* Votre tâche: Mettez à jour le texte sur le massacre de Šķēde de « Lorsque David Zivcon, prisonnier » à « la fosse d’exécution. », en remplaçant « voisins » par « proches ».

* Texte fourni:
De tragiques photos du massacre de la plage de Šķēde, en Lettonie sous occupation nazie

Un nouvel ouvrage publie des images de la Shoah, où 2 749 femmes, hommes et enfants juifs ont été assassinés par des Allemands et des Lettons

Lorsque David Zivcon, prisonnier juif pendant la Seconde Guerre mondiale, a découvert 12 photos du massacre des Juifs sur la plage de Šķēde en Lettonie en 1941, l’électricien alors réduit en esclavage a reconnu certains de ses voisins en train de se déshabiller avant d’atteindre la fosse d’exécution.

Zivcon travaillait dans la maison du commandant SS Karl Strott lorsqu’il a découvert des négatifs de photos témoignant du meurtre des Juifs de Liepāja, selon le site web de Yad Vashem. Zivcon a secrètement copié les négatifs et renvoyé les images originales, avant d’en remettre une série aux enquêteurs soviétiques en 1945.

Après avoir été utilisées comme preuves lors des procès de Nuremberg, les images du « massacre de la plage » sont devenues un raccourci visuel de la « Shoah par balles », lorsque les pelotons d’exécution SS allemands et les collaborateurs ont assassiné 1,5 million de Juifs en Europe de l’Est et dans les territoires anciennement contrôlés par l’Union soviétique.

Le mois dernier, l’historienne Valérie Hébert a publié un nouveau volume d’essais pluridisciplinaires intitulé Framing the Holocaust : Photographs of a Mass Shooting in Latvia, 1941 (« Encadrer la Shoah : Photographies d’une fusillade de masse en Lettonie, 1941 »), qui propose une analyse globale de ces terrifiantes images.

« J’espère que cet ouvrage contribuera à atténuer l’ambivalence que les chercheurs ressentent généralement à l’égard de l’utilisation, de la publication et de l’enseignement des photographies, en examinant les problèmes éthiques qu’elles posent et en montrant leur richesse en termes de compréhension », a déclaré Hébert au Times of Israel. Elle a imaginé ce livre alors qu’elle dirigeait un atelier au United States Holocaust Memorial Museum, a-t-elle précisé.

Entrées de données collectées:
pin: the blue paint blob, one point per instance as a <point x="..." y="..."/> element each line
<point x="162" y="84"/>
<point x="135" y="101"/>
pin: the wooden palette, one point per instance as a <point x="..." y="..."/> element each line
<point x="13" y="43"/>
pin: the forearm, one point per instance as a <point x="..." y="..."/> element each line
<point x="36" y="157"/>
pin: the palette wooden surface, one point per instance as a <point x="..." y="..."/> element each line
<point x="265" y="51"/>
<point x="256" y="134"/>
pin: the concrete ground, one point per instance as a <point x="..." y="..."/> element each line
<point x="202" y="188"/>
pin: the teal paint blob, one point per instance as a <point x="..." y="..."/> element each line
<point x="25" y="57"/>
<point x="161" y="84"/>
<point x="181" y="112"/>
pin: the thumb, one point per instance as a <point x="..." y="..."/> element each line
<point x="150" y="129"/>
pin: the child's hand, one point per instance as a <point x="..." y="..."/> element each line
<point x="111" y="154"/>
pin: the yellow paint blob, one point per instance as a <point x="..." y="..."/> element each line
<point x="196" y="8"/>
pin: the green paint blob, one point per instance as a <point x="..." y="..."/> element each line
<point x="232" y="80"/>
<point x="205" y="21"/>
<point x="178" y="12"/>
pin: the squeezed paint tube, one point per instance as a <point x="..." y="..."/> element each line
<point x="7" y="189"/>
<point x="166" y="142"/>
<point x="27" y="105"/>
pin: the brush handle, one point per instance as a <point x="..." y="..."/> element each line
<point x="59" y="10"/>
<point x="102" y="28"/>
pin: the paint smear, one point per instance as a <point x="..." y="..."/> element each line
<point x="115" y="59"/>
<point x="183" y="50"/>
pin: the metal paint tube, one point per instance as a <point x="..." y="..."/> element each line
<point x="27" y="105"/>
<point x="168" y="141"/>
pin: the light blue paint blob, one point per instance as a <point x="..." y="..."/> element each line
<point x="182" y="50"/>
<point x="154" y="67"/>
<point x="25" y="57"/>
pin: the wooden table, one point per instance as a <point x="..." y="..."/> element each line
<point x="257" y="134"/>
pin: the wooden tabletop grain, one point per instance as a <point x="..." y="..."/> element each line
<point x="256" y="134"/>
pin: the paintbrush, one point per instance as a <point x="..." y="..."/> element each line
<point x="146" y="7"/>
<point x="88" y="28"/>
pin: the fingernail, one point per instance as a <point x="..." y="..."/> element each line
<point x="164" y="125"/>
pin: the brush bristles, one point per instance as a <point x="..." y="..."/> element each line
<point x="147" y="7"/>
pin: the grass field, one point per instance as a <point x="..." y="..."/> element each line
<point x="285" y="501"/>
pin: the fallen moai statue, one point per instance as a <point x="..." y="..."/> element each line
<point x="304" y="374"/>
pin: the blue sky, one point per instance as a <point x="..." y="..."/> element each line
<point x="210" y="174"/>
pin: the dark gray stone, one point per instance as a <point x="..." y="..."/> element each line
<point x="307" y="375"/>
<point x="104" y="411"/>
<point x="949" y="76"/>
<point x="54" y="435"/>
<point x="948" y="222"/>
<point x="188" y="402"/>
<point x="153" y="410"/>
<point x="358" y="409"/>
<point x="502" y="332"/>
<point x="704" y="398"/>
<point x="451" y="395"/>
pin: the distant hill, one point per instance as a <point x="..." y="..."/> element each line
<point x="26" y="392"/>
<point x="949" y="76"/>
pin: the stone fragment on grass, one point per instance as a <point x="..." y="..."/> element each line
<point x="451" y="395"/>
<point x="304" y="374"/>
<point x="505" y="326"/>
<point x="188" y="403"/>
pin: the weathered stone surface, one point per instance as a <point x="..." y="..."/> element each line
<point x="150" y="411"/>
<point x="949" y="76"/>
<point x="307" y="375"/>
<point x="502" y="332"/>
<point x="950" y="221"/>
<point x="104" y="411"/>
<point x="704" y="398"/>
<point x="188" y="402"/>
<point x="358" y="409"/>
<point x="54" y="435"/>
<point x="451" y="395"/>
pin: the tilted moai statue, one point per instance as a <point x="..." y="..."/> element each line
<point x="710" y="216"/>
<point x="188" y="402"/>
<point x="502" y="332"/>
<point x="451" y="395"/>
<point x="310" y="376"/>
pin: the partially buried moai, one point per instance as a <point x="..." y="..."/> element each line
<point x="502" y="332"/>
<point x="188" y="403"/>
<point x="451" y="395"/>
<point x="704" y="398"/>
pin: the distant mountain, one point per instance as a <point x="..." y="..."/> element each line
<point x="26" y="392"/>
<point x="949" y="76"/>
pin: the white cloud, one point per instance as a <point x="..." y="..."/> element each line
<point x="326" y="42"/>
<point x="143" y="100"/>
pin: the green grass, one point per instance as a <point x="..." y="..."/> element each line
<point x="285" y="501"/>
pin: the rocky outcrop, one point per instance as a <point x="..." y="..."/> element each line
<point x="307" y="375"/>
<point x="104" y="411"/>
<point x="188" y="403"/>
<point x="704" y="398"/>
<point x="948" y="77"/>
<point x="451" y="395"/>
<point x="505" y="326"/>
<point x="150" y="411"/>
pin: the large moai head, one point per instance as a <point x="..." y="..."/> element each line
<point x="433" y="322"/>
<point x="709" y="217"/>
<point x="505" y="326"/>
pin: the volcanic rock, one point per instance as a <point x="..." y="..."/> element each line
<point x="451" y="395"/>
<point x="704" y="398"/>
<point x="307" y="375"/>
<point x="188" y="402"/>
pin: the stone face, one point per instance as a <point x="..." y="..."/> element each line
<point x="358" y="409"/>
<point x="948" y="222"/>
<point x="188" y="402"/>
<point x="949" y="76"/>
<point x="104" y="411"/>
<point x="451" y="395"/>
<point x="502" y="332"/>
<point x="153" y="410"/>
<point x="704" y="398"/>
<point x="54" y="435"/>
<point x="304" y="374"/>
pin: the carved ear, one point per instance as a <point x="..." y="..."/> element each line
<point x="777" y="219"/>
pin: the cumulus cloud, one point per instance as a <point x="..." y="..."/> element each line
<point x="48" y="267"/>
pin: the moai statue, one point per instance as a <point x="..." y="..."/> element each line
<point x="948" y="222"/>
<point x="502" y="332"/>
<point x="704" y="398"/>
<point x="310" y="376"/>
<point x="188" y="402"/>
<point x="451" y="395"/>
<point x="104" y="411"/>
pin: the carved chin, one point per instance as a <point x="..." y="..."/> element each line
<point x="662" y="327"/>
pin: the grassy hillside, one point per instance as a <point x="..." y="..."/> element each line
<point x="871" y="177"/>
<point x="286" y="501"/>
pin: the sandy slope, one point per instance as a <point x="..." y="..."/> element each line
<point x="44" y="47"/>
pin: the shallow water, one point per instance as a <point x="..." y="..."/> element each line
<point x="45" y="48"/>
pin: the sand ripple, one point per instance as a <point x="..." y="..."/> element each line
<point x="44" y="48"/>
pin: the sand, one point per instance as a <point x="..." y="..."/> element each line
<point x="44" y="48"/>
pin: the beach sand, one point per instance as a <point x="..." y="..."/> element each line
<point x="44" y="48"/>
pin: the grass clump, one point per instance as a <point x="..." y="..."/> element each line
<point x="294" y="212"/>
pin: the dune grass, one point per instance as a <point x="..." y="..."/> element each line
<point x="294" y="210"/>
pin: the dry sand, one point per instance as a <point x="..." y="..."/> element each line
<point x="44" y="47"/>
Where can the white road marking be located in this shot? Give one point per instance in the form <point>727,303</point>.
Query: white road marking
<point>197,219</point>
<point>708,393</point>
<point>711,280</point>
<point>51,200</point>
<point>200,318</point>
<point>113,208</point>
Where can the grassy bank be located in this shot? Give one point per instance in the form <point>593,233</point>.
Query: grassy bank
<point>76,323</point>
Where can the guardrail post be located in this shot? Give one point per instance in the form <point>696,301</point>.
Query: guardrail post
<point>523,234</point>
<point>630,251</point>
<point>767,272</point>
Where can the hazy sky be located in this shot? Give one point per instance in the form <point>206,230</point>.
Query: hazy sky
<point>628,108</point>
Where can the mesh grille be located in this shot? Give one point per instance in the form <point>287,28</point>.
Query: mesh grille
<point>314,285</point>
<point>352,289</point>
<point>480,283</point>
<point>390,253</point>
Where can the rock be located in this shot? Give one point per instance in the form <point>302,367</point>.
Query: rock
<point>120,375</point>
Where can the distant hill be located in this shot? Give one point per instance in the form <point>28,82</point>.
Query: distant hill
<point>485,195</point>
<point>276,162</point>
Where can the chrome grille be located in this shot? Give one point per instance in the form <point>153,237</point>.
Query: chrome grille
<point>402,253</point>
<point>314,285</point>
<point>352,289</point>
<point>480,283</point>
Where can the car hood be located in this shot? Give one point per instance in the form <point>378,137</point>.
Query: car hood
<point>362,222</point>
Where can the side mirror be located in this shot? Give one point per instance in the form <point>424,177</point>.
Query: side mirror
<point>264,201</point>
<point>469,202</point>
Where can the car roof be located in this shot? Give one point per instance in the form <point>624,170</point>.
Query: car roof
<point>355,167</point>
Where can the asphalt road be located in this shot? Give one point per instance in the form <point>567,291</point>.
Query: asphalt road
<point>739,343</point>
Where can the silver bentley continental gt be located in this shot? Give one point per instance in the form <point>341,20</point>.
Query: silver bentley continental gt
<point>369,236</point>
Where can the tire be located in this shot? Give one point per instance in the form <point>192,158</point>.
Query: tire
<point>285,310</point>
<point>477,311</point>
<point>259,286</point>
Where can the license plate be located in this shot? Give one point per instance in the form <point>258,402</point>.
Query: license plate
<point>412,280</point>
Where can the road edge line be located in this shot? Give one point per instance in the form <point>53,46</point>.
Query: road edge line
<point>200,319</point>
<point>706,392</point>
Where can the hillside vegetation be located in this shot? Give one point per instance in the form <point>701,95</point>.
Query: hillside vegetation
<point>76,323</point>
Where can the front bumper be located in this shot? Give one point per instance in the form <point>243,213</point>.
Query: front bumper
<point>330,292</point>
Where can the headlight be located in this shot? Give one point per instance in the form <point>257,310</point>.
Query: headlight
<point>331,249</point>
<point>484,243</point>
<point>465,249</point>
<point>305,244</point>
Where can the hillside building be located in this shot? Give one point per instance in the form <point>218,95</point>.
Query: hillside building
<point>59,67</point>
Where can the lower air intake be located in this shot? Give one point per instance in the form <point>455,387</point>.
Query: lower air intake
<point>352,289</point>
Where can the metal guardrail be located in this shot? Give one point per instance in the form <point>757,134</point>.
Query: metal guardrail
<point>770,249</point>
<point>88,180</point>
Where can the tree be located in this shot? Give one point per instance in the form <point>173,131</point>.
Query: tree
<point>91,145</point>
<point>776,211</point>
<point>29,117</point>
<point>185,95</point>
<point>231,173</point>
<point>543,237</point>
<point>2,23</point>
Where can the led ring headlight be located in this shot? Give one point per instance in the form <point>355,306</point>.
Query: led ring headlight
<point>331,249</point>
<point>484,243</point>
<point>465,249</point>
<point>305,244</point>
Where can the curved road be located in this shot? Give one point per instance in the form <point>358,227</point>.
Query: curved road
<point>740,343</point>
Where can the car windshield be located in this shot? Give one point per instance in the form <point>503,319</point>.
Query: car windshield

* Résultat attendu:
Lorsque David Zivcon, prisonnier juif pendant la Seconde Guerre mondiale, a découvert 12 photos du massacre des Juifs sur la plage de Šķēde en Lettonie en 1941, l’électricien alors réduit en esclavage a reconnu certains de ses proches en train de se déshabiller avant d’atteindre la fosse d’exécution.